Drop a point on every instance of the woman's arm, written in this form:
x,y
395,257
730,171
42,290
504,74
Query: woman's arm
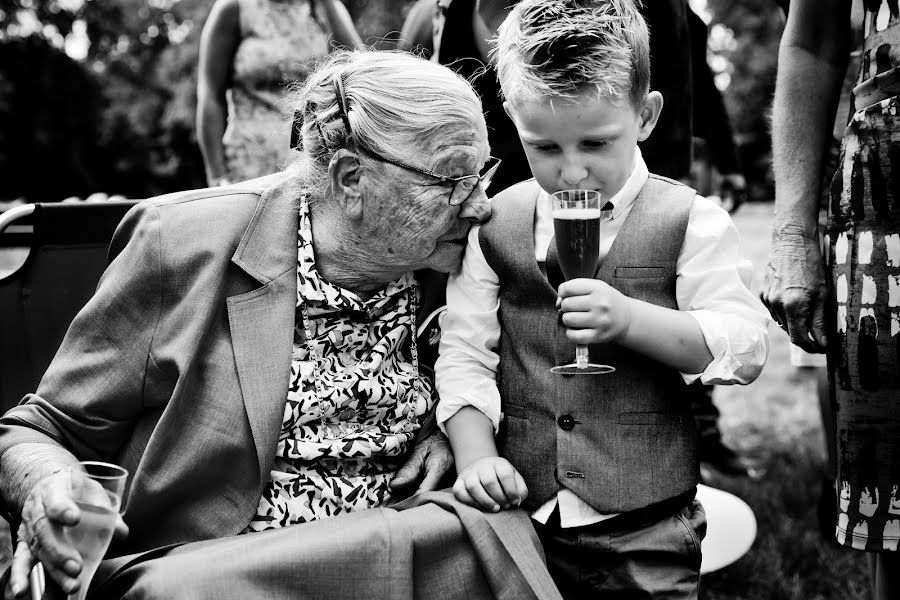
x,y
218,42
341,24
812,60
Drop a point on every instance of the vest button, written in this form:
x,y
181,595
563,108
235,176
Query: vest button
x,y
566,422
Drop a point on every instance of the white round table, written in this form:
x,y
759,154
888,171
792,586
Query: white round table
x,y
730,531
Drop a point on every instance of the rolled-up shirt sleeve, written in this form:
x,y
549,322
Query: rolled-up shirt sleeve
x,y
712,285
466,369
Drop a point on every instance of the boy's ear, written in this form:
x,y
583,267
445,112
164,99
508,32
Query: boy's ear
x,y
649,114
344,175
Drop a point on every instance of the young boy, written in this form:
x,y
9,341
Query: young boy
x,y
607,463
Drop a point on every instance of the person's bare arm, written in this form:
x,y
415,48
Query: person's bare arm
x,y
595,312
812,60
485,479
218,42
341,24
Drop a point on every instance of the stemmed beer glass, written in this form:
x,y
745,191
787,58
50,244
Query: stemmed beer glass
x,y
576,223
97,489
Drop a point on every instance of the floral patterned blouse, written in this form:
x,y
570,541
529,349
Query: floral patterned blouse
x,y
365,365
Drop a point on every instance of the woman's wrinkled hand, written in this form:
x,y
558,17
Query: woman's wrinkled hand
x,y
429,461
794,288
48,509
491,483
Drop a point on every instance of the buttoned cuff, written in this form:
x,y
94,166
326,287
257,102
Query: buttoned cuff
x,y
738,346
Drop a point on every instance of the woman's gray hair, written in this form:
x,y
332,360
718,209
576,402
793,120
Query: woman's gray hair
x,y
398,105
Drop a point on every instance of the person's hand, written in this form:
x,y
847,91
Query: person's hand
x,y
47,510
491,483
429,461
794,288
593,311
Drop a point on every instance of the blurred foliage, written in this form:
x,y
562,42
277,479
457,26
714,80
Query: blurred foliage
x,y
743,44
119,116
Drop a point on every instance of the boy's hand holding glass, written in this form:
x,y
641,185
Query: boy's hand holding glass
x,y
490,483
594,311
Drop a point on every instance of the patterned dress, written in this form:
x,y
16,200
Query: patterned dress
x,y
280,40
367,374
863,263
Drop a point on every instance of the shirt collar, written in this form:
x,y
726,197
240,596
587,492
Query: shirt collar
x,y
632,187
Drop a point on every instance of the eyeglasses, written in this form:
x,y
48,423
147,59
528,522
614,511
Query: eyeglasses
x,y
461,187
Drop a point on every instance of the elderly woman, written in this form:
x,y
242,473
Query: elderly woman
x,y
250,354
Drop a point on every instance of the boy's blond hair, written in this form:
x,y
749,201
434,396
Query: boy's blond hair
x,y
556,48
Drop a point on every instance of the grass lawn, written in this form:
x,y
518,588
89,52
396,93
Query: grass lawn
x,y
776,419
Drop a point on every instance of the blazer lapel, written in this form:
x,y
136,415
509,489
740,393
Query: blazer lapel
x,y
262,320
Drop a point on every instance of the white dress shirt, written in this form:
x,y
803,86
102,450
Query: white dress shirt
x,y
712,279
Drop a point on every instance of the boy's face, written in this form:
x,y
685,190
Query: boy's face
x,y
583,143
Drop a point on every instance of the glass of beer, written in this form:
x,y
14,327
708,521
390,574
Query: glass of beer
x,y
576,223
97,489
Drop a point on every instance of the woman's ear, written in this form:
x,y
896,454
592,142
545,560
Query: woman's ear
x,y
344,175
649,114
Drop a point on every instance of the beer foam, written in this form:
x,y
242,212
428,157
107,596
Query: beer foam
x,y
577,214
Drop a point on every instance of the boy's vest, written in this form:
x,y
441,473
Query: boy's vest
x,y
620,441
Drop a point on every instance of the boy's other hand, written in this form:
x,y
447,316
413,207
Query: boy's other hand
x,y
594,311
491,483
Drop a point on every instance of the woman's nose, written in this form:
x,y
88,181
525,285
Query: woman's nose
x,y
476,208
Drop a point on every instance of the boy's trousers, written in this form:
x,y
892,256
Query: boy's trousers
x,y
625,558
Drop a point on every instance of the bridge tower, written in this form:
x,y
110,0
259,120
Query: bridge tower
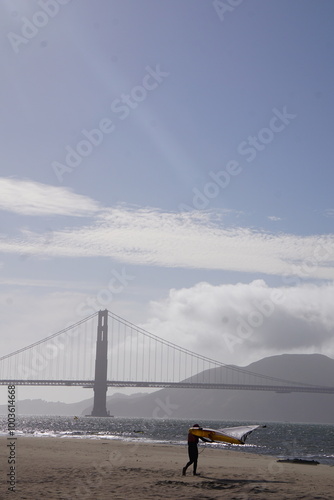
x,y
101,364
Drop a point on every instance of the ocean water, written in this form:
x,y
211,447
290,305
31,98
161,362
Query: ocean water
x,y
281,440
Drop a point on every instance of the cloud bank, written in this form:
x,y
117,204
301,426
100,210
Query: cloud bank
x,y
33,198
197,240
245,322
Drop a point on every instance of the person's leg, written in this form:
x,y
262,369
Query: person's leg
x,y
195,458
192,456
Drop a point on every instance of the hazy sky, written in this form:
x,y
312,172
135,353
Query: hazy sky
x,y
171,161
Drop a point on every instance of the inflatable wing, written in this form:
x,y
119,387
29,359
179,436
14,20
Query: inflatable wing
x,y
233,435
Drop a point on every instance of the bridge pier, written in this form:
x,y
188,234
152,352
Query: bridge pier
x,y
101,364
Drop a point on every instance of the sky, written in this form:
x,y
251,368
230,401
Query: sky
x,y
171,161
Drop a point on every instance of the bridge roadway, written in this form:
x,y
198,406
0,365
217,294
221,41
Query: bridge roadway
x,y
89,384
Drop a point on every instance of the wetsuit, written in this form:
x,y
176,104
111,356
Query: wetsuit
x,y
193,451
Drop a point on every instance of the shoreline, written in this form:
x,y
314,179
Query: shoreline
x,y
69,468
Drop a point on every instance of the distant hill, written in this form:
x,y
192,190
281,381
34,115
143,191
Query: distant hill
x,y
212,404
207,404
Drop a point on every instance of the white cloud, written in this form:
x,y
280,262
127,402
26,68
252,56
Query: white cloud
x,y
245,322
33,198
188,240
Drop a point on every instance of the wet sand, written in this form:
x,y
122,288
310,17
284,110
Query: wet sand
x,y
87,469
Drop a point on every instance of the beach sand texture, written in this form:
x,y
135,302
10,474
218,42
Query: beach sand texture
x,y
88,469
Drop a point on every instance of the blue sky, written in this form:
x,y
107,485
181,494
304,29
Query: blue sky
x,y
184,144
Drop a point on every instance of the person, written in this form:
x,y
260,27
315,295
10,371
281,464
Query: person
x,y
193,451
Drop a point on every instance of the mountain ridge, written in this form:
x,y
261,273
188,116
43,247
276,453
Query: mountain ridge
x,y
212,404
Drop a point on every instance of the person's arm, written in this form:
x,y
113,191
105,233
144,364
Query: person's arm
x,y
206,440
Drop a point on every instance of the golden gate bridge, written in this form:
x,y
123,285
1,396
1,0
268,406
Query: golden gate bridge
x,y
127,357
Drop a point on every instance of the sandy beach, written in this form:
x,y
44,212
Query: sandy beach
x,y
65,468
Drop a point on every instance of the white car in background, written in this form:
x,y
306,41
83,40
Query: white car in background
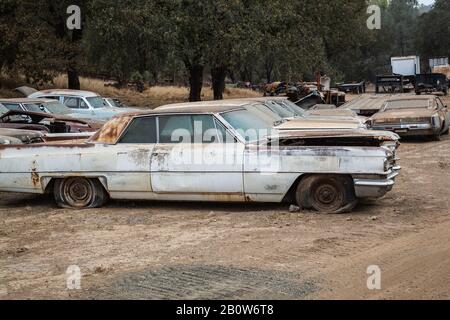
x,y
82,102
116,103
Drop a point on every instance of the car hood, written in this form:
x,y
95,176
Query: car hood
x,y
9,140
23,135
404,113
332,112
26,91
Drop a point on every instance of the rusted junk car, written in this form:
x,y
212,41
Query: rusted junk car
x,y
204,154
413,116
17,119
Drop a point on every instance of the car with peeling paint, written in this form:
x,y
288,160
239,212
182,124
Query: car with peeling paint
x,y
82,102
17,136
289,110
207,153
413,116
281,117
45,122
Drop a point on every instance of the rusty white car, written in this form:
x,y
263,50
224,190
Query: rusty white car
x,y
206,154
413,116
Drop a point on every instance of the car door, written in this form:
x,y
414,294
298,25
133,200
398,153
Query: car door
x,y
134,150
193,160
444,114
77,104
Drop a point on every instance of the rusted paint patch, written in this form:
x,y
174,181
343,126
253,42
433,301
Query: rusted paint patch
x,y
34,175
112,130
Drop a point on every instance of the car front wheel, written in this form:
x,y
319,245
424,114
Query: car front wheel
x,y
79,193
327,194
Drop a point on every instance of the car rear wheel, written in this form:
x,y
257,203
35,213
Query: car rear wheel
x,y
327,194
79,193
436,137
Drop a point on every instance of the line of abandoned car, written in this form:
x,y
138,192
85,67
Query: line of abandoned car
x,y
264,149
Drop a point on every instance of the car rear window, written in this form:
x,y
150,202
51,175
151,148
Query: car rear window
x,y
141,130
404,104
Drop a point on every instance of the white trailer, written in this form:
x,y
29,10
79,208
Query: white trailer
x,y
406,66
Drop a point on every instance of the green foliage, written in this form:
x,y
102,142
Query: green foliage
x,y
251,40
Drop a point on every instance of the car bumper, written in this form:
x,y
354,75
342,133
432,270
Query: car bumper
x,y
424,129
376,188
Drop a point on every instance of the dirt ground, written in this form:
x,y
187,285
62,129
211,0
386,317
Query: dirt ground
x,y
157,250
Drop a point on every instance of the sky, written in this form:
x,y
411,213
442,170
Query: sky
x,y
426,2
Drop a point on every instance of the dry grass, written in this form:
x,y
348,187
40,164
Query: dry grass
x,y
153,96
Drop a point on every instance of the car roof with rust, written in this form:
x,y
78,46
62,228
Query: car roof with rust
x,y
78,93
26,100
411,97
207,106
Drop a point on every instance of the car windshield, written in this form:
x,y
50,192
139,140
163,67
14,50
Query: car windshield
x,y
407,104
280,110
96,102
249,125
112,103
56,108
293,107
3,109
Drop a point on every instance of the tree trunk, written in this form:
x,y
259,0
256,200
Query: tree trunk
x,y
73,79
195,81
218,75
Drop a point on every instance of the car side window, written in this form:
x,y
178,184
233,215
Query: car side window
x,y
440,104
140,130
51,97
224,135
188,129
83,104
72,102
175,129
13,106
205,129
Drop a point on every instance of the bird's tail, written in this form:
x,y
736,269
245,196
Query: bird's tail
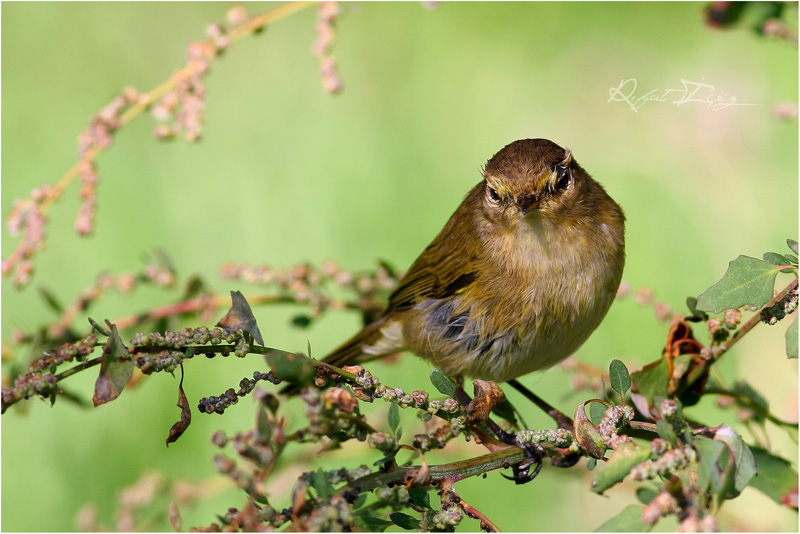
x,y
351,352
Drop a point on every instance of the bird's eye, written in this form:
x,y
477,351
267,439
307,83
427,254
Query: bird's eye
x,y
563,178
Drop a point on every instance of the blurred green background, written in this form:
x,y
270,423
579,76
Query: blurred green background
x,y
286,173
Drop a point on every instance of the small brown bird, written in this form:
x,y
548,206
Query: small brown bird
x,y
519,277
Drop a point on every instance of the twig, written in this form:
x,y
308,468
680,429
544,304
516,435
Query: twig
x,y
718,350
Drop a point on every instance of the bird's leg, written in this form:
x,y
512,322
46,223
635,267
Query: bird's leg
x,y
533,451
561,420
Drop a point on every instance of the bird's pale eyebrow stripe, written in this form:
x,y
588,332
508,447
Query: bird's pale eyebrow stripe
x,y
567,158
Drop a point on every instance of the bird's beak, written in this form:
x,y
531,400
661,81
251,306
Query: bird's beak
x,y
527,202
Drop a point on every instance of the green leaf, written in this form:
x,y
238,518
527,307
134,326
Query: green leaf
x,y
791,339
596,412
294,368
619,465
773,258
394,417
586,434
649,382
404,521
420,497
628,520
321,484
708,456
745,463
443,383
777,479
697,315
646,495
620,378
748,281
116,369
368,523
665,431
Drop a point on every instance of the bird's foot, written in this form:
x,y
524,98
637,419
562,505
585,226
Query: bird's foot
x,y
534,454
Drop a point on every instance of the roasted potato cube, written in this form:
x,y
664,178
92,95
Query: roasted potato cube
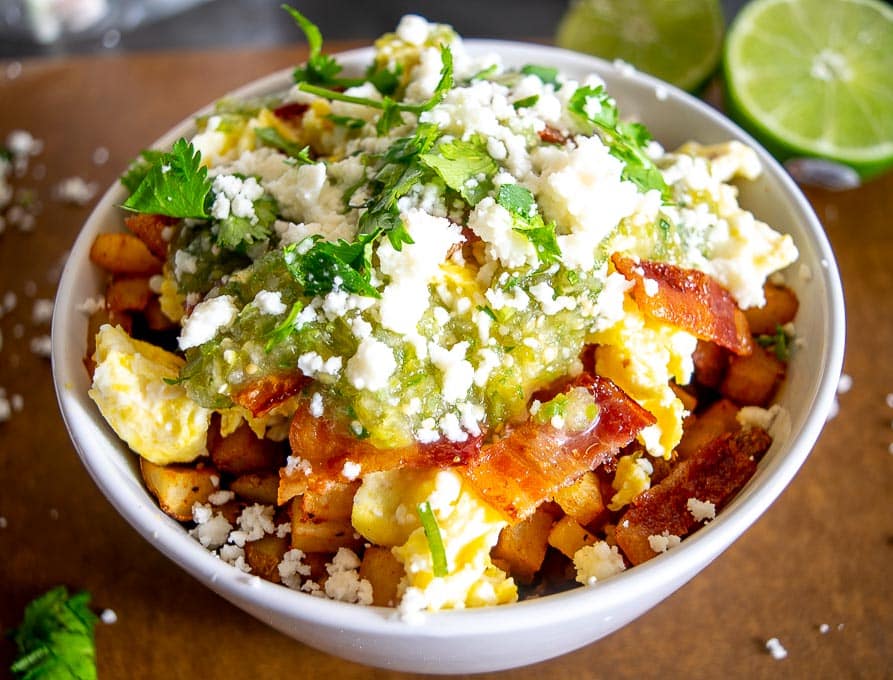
x,y
128,294
718,418
710,362
291,484
568,537
383,571
124,254
582,500
522,546
242,452
256,487
310,535
335,503
780,308
150,230
752,380
178,487
265,554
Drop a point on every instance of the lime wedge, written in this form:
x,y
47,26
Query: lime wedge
x,y
814,79
679,41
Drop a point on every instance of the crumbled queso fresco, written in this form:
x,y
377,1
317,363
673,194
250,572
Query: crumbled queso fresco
x,y
430,248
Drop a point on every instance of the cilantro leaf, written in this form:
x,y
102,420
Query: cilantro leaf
x,y
626,141
176,185
547,74
435,540
284,329
272,137
235,232
55,638
521,204
464,166
139,168
322,266
320,68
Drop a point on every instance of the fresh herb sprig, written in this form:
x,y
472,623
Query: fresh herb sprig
x,y
391,109
435,540
521,204
626,141
55,638
175,183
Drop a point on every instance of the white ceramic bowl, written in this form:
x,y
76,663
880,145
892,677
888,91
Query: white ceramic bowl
x,y
531,631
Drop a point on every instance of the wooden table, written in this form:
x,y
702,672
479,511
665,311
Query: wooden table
x,y
821,555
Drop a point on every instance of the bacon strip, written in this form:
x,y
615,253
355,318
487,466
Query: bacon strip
x,y
689,299
264,394
327,450
715,473
524,468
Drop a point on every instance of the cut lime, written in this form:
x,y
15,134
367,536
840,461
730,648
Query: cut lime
x,y
679,41
814,78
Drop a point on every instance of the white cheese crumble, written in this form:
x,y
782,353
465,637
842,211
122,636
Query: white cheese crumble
x,y
664,541
776,649
207,318
597,562
371,366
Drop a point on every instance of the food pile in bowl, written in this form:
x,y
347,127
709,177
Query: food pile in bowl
x,y
445,334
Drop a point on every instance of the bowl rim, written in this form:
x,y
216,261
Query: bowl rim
x,y
137,507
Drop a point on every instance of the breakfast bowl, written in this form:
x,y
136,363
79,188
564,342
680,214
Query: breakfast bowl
x,y
535,629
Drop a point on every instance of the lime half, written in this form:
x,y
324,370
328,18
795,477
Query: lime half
x,y
814,78
679,41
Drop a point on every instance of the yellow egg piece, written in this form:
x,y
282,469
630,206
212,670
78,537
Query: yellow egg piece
x,y
156,419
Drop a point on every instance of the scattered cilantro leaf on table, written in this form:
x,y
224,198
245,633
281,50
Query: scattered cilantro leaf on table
x,y
176,184
55,638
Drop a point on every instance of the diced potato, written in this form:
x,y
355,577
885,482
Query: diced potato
x,y
178,487
128,294
290,485
335,503
780,308
522,546
256,487
383,571
265,554
124,254
718,418
568,537
156,320
242,452
710,362
326,536
582,500
752,380
150,230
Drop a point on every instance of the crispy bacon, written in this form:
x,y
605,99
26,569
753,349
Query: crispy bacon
x,y
291,111
524,468
327,449
715,473
689,299
552,135
264,394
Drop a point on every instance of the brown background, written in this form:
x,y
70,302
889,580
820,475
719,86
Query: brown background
x,y
820,555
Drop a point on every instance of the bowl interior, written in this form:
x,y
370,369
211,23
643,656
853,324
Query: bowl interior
x,y
673,117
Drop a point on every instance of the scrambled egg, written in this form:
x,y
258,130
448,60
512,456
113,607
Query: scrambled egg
x,y
641,354
384,512
157,420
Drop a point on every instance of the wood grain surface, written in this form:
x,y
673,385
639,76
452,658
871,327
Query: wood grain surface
x,y
820,555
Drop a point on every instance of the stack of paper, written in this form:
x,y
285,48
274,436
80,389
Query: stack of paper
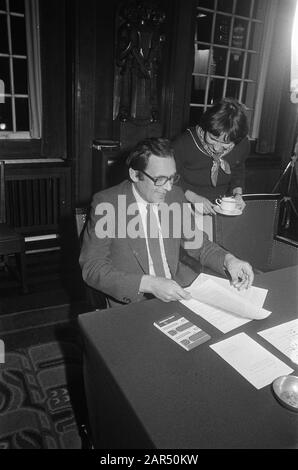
x,y
215,300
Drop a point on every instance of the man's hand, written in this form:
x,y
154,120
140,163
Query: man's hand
x,y
202,204
164,289
240,204
240,271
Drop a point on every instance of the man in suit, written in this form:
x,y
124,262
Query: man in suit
x,y
122,259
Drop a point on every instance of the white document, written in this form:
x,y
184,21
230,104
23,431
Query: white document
x,y
284,337
221,304
223,321
252,361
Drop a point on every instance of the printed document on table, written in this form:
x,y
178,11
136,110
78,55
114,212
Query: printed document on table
x,y
252,361
284,337
222,305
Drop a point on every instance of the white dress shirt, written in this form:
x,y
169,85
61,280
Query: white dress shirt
x,y
142,206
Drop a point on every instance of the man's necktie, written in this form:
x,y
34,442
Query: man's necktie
x,y
153,242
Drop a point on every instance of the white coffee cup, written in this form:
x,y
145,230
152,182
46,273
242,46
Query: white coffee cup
x,y
227,204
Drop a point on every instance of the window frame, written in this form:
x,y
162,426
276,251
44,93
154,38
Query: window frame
x,y
263,49
53,140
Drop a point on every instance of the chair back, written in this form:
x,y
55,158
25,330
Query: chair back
x,y
96,299
2,193
250,236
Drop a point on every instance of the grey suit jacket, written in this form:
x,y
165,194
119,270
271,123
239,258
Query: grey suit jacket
x,y
115,264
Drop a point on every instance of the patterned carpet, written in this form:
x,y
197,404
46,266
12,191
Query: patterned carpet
x,y
41,397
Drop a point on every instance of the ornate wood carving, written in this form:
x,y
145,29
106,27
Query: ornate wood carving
x,y
138,56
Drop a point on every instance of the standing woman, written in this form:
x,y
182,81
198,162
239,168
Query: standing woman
x,y
211,156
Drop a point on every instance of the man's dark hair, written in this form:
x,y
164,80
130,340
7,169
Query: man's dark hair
x,y
226,117
139,156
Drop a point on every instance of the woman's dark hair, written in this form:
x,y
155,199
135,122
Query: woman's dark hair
x,y
139,156
226,117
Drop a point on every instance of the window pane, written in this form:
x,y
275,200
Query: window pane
x,y
4,73
252,66
194,115
233,88
249,115
201,61
3,35
249,90
20,76
239,33
204,27
225,5
5,115
198,89
236,64
22,114
206,3
17,6
222,29
215,90
256,35
18,35
243,7
219,61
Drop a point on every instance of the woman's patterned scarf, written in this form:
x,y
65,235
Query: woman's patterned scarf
x,y
218,161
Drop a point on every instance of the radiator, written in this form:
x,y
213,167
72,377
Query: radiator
x,y
37,199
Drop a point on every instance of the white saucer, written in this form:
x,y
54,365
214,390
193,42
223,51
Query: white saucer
x,y
234,212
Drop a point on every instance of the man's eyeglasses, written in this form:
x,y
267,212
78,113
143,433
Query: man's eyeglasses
x,y
162,180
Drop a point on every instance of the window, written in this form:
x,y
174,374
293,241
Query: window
x,y
20,101
228,53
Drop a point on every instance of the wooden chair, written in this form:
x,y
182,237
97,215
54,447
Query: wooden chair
x,y
96,299
250,236
11,242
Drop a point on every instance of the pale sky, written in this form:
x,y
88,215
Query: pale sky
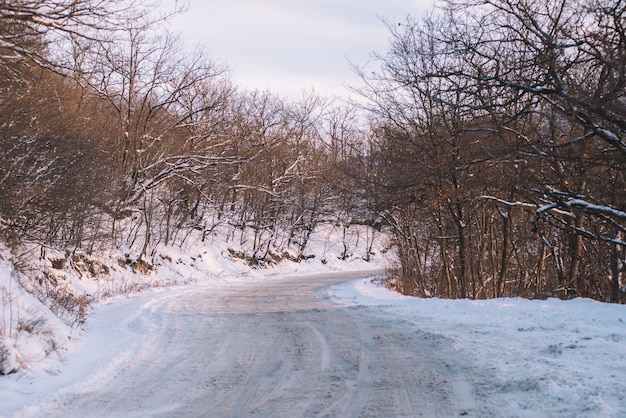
x,y
287,46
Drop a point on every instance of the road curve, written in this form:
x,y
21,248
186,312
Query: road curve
x,y
275,349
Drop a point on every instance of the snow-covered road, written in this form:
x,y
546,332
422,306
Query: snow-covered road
x,y
272,349
331,345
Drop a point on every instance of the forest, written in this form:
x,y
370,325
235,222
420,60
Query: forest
x,y
490,145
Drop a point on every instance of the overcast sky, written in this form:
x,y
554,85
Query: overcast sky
x,y
287,46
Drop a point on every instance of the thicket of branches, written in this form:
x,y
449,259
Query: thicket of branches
x,y
495,150
113,134
501,145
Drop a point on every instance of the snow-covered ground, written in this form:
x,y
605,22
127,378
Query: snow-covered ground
x,y
519,357
529,357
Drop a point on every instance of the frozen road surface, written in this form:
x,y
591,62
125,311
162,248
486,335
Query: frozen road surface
x,y
279,348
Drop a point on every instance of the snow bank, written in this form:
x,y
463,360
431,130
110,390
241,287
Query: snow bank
x,y
526,357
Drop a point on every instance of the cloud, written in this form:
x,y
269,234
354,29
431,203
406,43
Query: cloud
x,y
307,40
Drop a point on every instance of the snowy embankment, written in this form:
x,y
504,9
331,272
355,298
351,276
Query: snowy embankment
x,y
523,358
36,335
528,358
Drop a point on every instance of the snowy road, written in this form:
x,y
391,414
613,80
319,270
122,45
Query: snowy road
x,y
271,349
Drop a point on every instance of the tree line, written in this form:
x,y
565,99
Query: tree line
x,y
501,144
491,146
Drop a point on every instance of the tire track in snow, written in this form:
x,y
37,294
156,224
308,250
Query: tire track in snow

= Assignment =
When a line of the data above holds the string "tire", count it, and reply with the resulting number only.

= Response =
2